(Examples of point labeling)
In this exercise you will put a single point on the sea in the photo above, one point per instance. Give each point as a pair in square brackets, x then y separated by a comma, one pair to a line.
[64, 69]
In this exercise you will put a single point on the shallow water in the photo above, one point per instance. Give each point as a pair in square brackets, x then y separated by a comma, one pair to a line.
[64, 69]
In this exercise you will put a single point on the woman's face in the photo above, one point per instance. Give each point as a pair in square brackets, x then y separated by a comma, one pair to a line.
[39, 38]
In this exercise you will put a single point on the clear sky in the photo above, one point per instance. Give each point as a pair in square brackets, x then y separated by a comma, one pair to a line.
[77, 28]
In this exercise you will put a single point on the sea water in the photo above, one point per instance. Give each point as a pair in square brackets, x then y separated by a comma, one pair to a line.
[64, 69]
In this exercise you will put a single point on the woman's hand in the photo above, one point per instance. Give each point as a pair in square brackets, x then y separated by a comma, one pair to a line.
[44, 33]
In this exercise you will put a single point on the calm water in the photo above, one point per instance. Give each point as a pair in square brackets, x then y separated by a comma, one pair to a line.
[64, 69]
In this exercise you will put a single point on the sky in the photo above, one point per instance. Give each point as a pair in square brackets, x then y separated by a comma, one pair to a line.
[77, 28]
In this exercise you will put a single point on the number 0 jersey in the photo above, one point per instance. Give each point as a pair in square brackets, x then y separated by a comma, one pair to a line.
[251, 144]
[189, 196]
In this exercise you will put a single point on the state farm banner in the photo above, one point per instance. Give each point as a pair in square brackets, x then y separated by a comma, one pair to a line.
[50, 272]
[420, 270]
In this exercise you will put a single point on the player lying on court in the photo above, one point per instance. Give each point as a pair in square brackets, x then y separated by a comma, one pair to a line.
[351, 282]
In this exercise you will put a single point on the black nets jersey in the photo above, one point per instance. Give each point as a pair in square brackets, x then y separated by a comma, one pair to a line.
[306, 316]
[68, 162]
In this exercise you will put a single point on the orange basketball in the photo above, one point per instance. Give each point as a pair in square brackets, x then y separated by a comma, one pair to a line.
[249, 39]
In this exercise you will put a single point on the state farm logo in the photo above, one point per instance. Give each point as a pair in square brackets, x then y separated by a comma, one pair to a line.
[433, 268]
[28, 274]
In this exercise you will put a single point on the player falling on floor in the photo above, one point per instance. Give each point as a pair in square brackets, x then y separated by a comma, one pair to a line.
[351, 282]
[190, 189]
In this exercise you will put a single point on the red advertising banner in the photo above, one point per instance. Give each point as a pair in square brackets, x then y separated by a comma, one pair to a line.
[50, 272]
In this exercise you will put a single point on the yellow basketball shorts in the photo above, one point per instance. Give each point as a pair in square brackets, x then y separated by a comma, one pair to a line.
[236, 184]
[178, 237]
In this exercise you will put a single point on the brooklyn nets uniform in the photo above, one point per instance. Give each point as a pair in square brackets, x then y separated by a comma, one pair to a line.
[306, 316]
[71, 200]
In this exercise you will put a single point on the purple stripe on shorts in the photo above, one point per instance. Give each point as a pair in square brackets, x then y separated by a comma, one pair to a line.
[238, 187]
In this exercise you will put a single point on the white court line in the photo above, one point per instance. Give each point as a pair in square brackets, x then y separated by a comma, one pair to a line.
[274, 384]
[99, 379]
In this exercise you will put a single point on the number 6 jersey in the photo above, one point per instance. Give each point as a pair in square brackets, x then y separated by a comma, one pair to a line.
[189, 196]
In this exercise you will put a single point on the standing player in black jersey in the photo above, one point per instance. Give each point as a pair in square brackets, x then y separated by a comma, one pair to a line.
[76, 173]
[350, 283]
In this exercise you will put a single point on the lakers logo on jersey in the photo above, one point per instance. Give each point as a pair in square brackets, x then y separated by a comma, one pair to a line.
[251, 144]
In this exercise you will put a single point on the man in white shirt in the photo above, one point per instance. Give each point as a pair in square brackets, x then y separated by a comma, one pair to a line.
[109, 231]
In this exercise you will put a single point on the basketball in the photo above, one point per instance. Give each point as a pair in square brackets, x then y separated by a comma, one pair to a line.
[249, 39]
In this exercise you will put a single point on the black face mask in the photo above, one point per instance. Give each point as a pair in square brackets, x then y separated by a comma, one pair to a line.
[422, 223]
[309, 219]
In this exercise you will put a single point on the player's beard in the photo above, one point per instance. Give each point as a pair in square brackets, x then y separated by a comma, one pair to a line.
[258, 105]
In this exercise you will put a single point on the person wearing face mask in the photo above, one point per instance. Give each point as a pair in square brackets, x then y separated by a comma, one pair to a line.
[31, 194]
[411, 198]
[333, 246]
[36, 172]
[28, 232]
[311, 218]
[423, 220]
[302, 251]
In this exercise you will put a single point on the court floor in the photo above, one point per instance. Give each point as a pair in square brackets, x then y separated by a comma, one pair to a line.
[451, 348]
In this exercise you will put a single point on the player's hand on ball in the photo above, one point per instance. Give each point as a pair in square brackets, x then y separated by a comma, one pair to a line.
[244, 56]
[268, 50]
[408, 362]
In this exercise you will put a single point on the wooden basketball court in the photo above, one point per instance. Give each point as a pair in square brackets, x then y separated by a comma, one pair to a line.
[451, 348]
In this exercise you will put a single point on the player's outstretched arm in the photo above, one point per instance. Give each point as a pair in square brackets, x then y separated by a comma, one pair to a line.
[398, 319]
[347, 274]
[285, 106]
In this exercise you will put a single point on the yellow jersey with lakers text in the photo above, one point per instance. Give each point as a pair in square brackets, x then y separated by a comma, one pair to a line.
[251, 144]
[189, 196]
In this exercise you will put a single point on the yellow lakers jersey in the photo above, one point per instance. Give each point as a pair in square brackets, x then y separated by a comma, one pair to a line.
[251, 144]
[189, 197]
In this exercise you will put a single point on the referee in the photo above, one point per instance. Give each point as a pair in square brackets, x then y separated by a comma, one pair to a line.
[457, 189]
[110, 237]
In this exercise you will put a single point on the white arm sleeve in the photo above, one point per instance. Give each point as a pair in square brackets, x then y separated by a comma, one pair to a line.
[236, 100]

# [Set exercise]
Turn all of the lines above into a Markdown table with two columns, Row and Line. Number each row and leave out any blank lines.

# [Task solution]
| Row | Line |
|---|---|
| 1 | In this exercise you will put a single point on the sea in the photo above, one point per instance. Give each point as a pair in square brackets, x then y separated by a comma, one pair to a line. |
| 2 | [64, 69] |
| 3 | In this exercise you will put a single point on the shallow water in the photo above, one point per instance. Give each point as a pair in square brackets, x then y separated by a comma, one pair to a line. |
| 4 | [64, 69] |
| 5 | In this exercise you will put a single point on the woman's face in the photo above, one point per instance. Give each point as a pair in square brackets, x then y separated by a comma, one pair to a line. |
| 6 | [39, 38] |
| 7 | In this exercise you will put a single point on the clear sky in the photo above, one point per instance. Give each point as a pair in square brackets, x then y separated by a comma, one pair to a line. |
| 8 | [77, 28] |
| 9 | In this exercise you will put a single point on the sea water in the photo above, one point per instance. Give each point as a pair in square brackets, x then y separated by a comma, one pair to a line. |
| 10 | [64, 69] |
| 11 | In this exercise you will put a single point on the woman's hand in the photo above, one point per instance. Give each point as a pair in square brackets, x then y separated by a comma, one pair to a line. |
| 12 | [44, 33] |
| 13 | In this exercise you will put a single point on the calm water in the photo above, one point per instance. Give each point as a pair in square brackets, x then y separated by a comma, one pair to a line. |
| 14 | [64, 69] |
| 15 | In this exercise you will put a single point on the sky in the photo above, one point per instance. Give each point as a pair in square brackets, x then y separated by a comma, one pair to a line. |
| 16 | [77, 28] |
| 17 | In this exercise you will put a single point on the number 0 jersey in the photo above, one point per instance. Give each point as a pair in square brackets, x then y separated by a comma, one pair to a line. |
| 18 | [251, 144] |
| 19 | [189, 196] |
| 20 | In this exercise you will put a single point on the state farm banner in the photo above, one point per instance. Give each point as a pair in square brackets, x then y separated by a comma, one pair to a line. |
| 21 | [50, 272] |
| 22 | [420, 270] |
| 23 | In this exercise you will put a single point on the player lying on court in the photo above, one point per instance. Give each point as a pair in square brackets, x then y separated by a comma, one pair to a line. |
| 24 | [351, 282] |
| 25 | In this exercise you will put a single point on the black nets jersey in the photo above, one point per instance. Give each point as a pair in square brackets, x then y separated by a comma, one pair to a line. |
| 26 | [306, 316] |
| 27 | [68, 162] |
| 28 | In this exercise you will put a single point on the orange basketball in the photo above, one point per instance. Give each point as a pair in square brackets, x then y separated by a comma, one pair to a line. |
| 29 | [249, 39] |
| 30 | In this exercise you will put a single point on the state farm logo in the photo above, one point per instance. Give each point as a pair in square brackets, x then y separated by a comma, one pair to a line. |
| 31 | [433, 268] |
| 32 | [28, 274] |
| 33 | In this exercise you will put a single point on the player falling on floor in the photo above, one point per instance. Give each point as a pair in square brackets, x then y separated by a comma, one pair to a line. |
| 34 | [351, 282] |
| 35 | [190, 189] |
| 36 | In this exercise you will put a single point on the red advertising banner in the photo above, one point per instance. Give each point as a pair in square brackets, x then y separated by a comma, one pair to a line. |
| 37 | [50, 272] |
| 38 | In this exercise you will put a single point on the yellow basketball shorts in the photo above, one point per instance. Give each point as a pair in square brackets, x then y separated by a comma, one pair to a line. |
| 39 | [236, 184] |
| 40 | [178, 237] |
| 41 | In this exercise you will put a single point on the brooklyn nets uniform in the photo above, one point per instance. Give each point as a pair in square brackets, x then y separated by a comma, one pair to a line. |
| 42 | [306, 316] |
| 43 | [71, 200] |
| 44 | In this exercise you will put a single point on the purple stripe on shorts in the photo above, one point per instance. Give each point as a pair in square brackets, x then y separated by a comma, one pair to a line. |
| 45 | [238, 187] |
| 46 | In this exercise you will put a single point on the white court line in the photo above, one point per instance. Give each point as a pair in square brackets, x then y separated by a comma, one pair to a line. |
| 47 | [274, 384] |
| 48 | [99, 379] |
| 49 | In this exercise you will put a single point on the number 6 jersey in the photo above, one point per instance. Give each point as a pair in square brackets, x then y separated by a comma, one pair to a line. |
| 50 | [189, 196] |
| 51 | In this exercise you will put a single point on the standing player in black jersey in the photo above, one point per instance. Give each point as a pair in square brackets, x then y separated by a comma, one pair to a line. |
| 52 | [76, 173] |
| 53 | [350, 283] |
| 54 | In this exercise you will put a single point on the lakers logo on jersey in the photo above, one point per instance. Give each point as a pair in square brackets, x then y separated by a comma, one pair to a line. |
| 55 | [251, 144] |
| 56 | In this exercise you will put a single point on the man in white shirt in the photo above, one point per instance. Give each point as a pair in square brackets, x then y separated by a comma, one pair to a line. |
| 57 | [109, 231] |
| 58 | In this exercise you will put a single point on the basketball in the photo above, one point per instance. Give each point as a pair in square brackets, x then y separated by a comma, one pair to a line. |
| 59 | [249, 39] |
| 60 | In this exercise you will put a single point on the black face mask in the photo above, one point per instance. Give each point as a pair in square brackets, x then y separated by a comma, one pair to a line. |
| 61 | [422, 223] |
| 62 | [309, 219] |
| 63 | In this exercise you will put a single point on the player's beard in the photo above, one point per instance. Give each point as a pair in square brackets, x then y separated by a comma, one pair to a line. |
| 64 | [258, 105] |
| 65 | In this exercise you will put a single point on the person wearing face mask in the photo above, one point per instance. Give each point as a pair in square brackets, x then y separated by a comma, one pair to a line. |
| 66 | [31, 194] |
| 67 | [411, 198] |
| 68 | [333, 246] |
| 69 | [36, 172] |
| 70 | [28, 232] |
| 71 | [311, 218] |
| 72 | [423, 220] |
| 73 | [302, 251] |
| 74 | In this exercise you will put a single point on the court floor in the photo above, one point per instance. Give each point as a pair in square brackets, x then y separated by a comma, one pair to a line. |
| 75 | [451, 348] |
| 76 | In this exercise you will put a single point on the player's hand on ball in the photo above, one point per instance. Give each point as a pair in square brackets, x then y separated by a comma, one pair to a line. |
| 77 | [244, 56] |
| 78 | [268, 50] |
| 79 | [408, 362] |
| 80 | In this exercise you will put a single point on the wooden basketball court in the photo above, one point per instance. Give each point as a pair in square brackets, x then y separated by a comma, one pair to a line. |
| 81 | [451, 348] |
| 82 | In this exercise you will put a single point on the player's outstretched arm in the photo above, one point per instance. Give each point as a pair in square brackets, x then y separated by a comma, one pair to a line. |
| 83 | [398, 319] |
| 84 | [347, 274] |
| 85 | [285, 106] |
| 86 | In this exercise you will put a single point on the yellow jersey with lakers text in the photo above, one point per instance. Give each point as a pair in square brackets, x then y separated by a comma, one pair to a line. |
| 87 | [251, 144] |
| 88 | [189, 196] |
| 89 | In this exercise you will put a single point on the yellow lakers jersey in the photo above, one point per instance. Give each point as a pair in square brackets, x then y separated by a comma, one pair to a line. |
| 90 | [251, 144] |
| 91 | [189, 197] |
| 92 | In this exercise you will put a single point on the referee in the photo above, one point per instance. Give each point as a pair in square brackets, x then y separated by a comma, one pair to a line. |
| 93 | [457, 189] |
| 94 | [110, 237] |
| 95 | In this exercise you will put a single point on the white arm sleeve in the photo above, one point per instance. Give each point as a pair in square brackets, x then y separated by a comma, one pair to a line. |
| 96 | [236, 100] |